DATASET ENTRIES:
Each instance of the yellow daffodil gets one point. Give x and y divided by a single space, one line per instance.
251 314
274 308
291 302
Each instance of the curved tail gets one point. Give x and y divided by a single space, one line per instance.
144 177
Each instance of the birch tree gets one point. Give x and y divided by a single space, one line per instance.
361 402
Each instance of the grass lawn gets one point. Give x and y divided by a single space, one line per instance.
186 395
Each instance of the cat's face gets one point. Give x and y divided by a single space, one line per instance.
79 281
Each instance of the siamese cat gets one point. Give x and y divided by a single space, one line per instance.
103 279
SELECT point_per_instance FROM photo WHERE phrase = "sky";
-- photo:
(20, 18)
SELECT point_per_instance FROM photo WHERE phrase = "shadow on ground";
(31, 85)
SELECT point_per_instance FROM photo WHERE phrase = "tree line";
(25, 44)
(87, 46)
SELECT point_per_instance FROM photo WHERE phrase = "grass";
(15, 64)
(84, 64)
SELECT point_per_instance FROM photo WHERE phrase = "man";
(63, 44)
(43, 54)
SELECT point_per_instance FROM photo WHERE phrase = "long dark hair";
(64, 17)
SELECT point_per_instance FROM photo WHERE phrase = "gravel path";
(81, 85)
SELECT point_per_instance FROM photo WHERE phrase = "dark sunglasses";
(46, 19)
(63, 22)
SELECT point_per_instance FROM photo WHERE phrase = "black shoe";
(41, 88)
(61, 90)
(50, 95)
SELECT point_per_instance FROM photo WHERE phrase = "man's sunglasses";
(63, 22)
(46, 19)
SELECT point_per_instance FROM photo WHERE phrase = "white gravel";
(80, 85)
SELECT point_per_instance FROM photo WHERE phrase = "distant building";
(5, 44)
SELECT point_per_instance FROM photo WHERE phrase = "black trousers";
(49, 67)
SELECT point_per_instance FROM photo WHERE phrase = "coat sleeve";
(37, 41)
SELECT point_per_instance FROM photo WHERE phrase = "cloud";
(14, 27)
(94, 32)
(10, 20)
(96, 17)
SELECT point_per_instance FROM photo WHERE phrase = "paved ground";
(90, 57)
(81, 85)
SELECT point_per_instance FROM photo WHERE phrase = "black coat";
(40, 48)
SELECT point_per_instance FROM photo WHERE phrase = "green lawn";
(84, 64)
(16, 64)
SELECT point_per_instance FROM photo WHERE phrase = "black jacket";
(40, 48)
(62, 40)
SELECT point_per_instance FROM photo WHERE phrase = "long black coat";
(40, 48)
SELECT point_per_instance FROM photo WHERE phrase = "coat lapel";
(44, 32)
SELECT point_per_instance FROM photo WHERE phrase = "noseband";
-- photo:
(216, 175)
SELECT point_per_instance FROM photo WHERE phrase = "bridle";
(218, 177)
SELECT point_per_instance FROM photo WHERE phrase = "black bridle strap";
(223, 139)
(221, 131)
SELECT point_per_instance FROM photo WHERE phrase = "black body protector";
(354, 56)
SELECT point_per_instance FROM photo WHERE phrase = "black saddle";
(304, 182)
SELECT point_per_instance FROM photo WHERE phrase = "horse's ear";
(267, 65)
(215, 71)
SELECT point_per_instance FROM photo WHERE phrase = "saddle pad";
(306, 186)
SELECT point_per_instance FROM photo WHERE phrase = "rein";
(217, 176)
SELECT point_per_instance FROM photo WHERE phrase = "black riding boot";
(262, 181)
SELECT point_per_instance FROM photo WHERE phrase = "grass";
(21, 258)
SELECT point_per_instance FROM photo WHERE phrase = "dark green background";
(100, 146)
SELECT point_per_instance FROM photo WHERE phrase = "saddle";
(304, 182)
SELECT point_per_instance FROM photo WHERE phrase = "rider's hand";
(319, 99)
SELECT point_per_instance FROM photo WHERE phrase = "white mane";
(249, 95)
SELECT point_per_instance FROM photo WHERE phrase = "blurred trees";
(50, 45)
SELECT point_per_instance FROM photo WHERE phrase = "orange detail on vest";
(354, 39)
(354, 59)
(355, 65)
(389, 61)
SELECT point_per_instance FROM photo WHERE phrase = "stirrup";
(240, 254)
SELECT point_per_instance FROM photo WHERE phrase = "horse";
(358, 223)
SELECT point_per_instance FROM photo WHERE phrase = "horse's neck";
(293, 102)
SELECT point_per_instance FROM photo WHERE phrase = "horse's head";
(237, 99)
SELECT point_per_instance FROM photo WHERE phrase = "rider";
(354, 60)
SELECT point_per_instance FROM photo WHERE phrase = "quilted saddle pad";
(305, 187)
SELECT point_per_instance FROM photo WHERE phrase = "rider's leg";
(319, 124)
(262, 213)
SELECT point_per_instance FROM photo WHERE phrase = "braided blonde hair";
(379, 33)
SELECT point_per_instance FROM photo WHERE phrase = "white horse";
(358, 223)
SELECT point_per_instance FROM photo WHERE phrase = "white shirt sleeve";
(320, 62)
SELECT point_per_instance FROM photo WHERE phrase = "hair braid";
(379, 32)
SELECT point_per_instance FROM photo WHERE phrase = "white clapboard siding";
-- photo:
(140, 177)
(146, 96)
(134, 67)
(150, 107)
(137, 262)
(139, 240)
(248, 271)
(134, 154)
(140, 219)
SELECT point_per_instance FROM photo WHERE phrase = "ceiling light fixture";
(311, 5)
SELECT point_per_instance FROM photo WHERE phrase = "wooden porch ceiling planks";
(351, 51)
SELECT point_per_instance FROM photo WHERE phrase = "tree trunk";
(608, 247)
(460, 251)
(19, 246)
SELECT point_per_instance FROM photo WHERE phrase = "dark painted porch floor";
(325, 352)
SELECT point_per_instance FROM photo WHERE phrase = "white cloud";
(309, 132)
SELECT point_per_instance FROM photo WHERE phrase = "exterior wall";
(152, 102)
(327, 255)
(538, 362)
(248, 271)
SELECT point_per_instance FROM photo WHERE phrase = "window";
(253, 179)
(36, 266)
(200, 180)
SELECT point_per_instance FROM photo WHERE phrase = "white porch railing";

STATED EXERCISE: Reproduce all data above, unchanged.

REPLY TO THE EXERCISE:
Each instance of the yellow daffodil gets one point. Give x and y divided by a single space, one line per instance.
251 314
274 308
291 302
Each instance of the curved tail gets one point. Give x and y divided by a single space, one line per instance.
144 177
Each instance of the birch tree gets one point. Give x and y divided by a single space, one line per instance.
361 402
Each instance of the grass lawn gets one point. Give x and y divided by a single space, one line per instance.
186 395
Each instance of the cat's face gets one point. Give x and y divided by a single space, one line per instance.
79 281
Each instance of the siamese cat gets one point. Give x and y divided by a single space, one line per instance.
103 279
SELECT point_per_instance FROM photo WHERE phrase = "sky";
-- photo:
(20, 18)
SELECT point_per_instance FROM photo WHERE phrase = "shadow on ground";
(31, 85)
SELECT point_per_instance FROM photo WHERE phrase = "tree line";
(25, 44)
(87, 46)
SELECT point_per_instance FROM photo WHERE phrase = "grass";
(15, 64)
(84, 64)
SELECT point_per_instance FROM photo WHERE phrase = "man";
(63, 44)
(43, 54)
SELECT point_per_instance FROM photo WHERE phrase = "long dark hair";
(64, 17)
SELECT point_per_instance FROM photo WHERE phrase = "gravel path";
(81, 85)
SELECT point_per_instance FROM photo WHERE phrase = "dark sunglasses";
(46, 19)
(63, 22)
SELECT point_per_instance FROM photo WHERE phrase = "black shoe";
(41, 88)
(61, 90)
(50, 95)
SELECT point_per_instance FROM photo WHERE phrase = "man's sunglasses";
(63, 22)
(46, 19)
SELECT point_per_instance FROM photo WHERE phrase = "white gravel";
(80, 85)
SELECT point_per_instance FROM photo WHERE phrase = "distant building";
(5, 44)
SELECT point_per_instance FROM photo WHERE phrase = "black trousers";
(49, 67)
SELECT point_per_instance FROM photo WHERE phrase = "coat sleeve";
(37, 41)
SELECT point_per_instance FROM photo WHERE phrase = "cloud";
(14, 27)
(94, 32)
(10, 20)
(96, 17)
SELECT point_per_instance FROM photo WHERE phrase = "paved ground";
(90, 57)
(81, 85)
SELECT point_per_instance FROM photo WHERE phrase = "black coat";
(40, 48)
SELECT point_per_instance FROM photo WHERE phrase = "green lawn";
(84, 64)
(16, 64)
SELECT point_per_instance FROM photo WHERE phrase = "black jacket";
(40, 48)
(62, 40)
SELECT point_per_instance FROM photo WHERE phrase = "long black coat";
(40, 48)
SELECT point_per_instance FROM photo WHERE phrase = "coat lapel";
(44, 32)
SELECT point_per_instance FROM photo WHERE phrase = "noseband";
-- photo:
(216, 175)
SELECT point_per_instance FROM photo WHERE phrase = "bridle";
(218, 177)
SELECT point_per_instance FROM photo WHERE phrase = "black bridle strap";
(223, 139)
(221, 131)
SELECT point_per_instance FROM photo WHERE phrase = "black body protector";
(354, 56)
SELECT point_per_instance FROM photo WHERE phrase = "black saddle";
(304, 182)
SELECT point_per_instance FROM photo WHERE phrase = "horse's ear";
(267, 65)
(215, 71)
SELECT point_per_instance FROM photo WHERE phrase = "saddle pad";
(306, 186)
SELECT point_per_instance FROM photo WHERE phrase = "rein";
(217, 176)
SELECT point_per_instance FROM photo WHERE phrase = "black riding boot";
(262, 181)
SELECT point_per_instance FROM photo WHERE phrase = "grass";
(21, 258)
SELECT point_per_instance FROM photo WHERE phrase = "dark green background";
(100, 146)
SELECT point_per_instance FROM photo WHERE phrase = "saddle";
(304, 182)
SELECT point_per_instance FROM photo WHERE phrase = "rider's hand";
(319, 99)
SELECT point_per_instance FROM photo WHERE phrase = "white mane";
(249, 95)
SELECT point_per_instance FROM photo WHERE phrase = "blurred trees";
(50, 45)
SELECT point_per_instance FROM photo WHERE phrase = "orange detail on vest";
(354, 39)
(354, 59)
(355, 65)
(389, 61)
SELECT point_per_instance FROM photo WHERE phrase = "stirrup";
(240, 254)
SELECT point_per_instance FROM photo WHERE phrase = "horse";
(358, 223)
SELECT point_per_instance FROM photo WHERE phrase = "horse's neck";
(293, 102)
SELECT point_per_instance FROM photo WHERE phrase = "horse's head";
(237, 99)
SELECT point_per_instance FROM photo WHERE phrase = "rider";
(354, 60)
SELECT point_per_instance FROM photo WHERE phrase = "quilted saddle pad";
(305, 187)
SELECT point_per_instance FROM photo WHERE phrase = "rider's leg";
(319, 124)
(262, 213)
SELECT point_per_instance FROM photo WHERE phrase = "braided blonde hair";
(379, 33)
SELECT point_per_instance FROM photo WHERE phrase = "white horse";
(358, 223)
SELECT point_per_instance FROM photo WHERE phrase = "white shirt sleeve";
(320, 62)
SELECT point_per_instance FROM photo WHERE phrase = "hair braid";
(379, 32)
SELECT point_per_instance FROM photo WHERE phrase = "white clapboard siding";
-- photo:
(140, 177)
(146, 96)
(134, 67)
(150, 107)
(137, 262)
(139, 240)
(248, 271)
(134, 154)
(140, 219)
SELECT point_per_instance FROM photo WHERE phrase = "ceiling light fixture";
(311, 5)
SELECT point_per_instance FROM photo WHERE phrase = "wooden porch ceiling planks";
(351, 51)
SELECT point_per_instance FROM photo WHERE phrase = "tree trunk";
(608, 247)
(460, 251)
(19, 246)
SELECT point_per_instance FROM photo WHERE phrase = "dark painted porch floor";
(325, 352)
SELECT point_per_instance FROM photo WHERE phrase = "white cloud";
(309, 132)
SELECT point_per_instance FROM photo WHERE phrase = "exterior wall";
(152, 102)
(327, 255)
(538, 362)
(248, 271)
SELECT point_per_instance FROM photo WHERE phrase = "window";
(253, 179)
(36, 266)
(200, 180)
SELECT point_per_instance FROM photo WHERE phrase = "white porch railing";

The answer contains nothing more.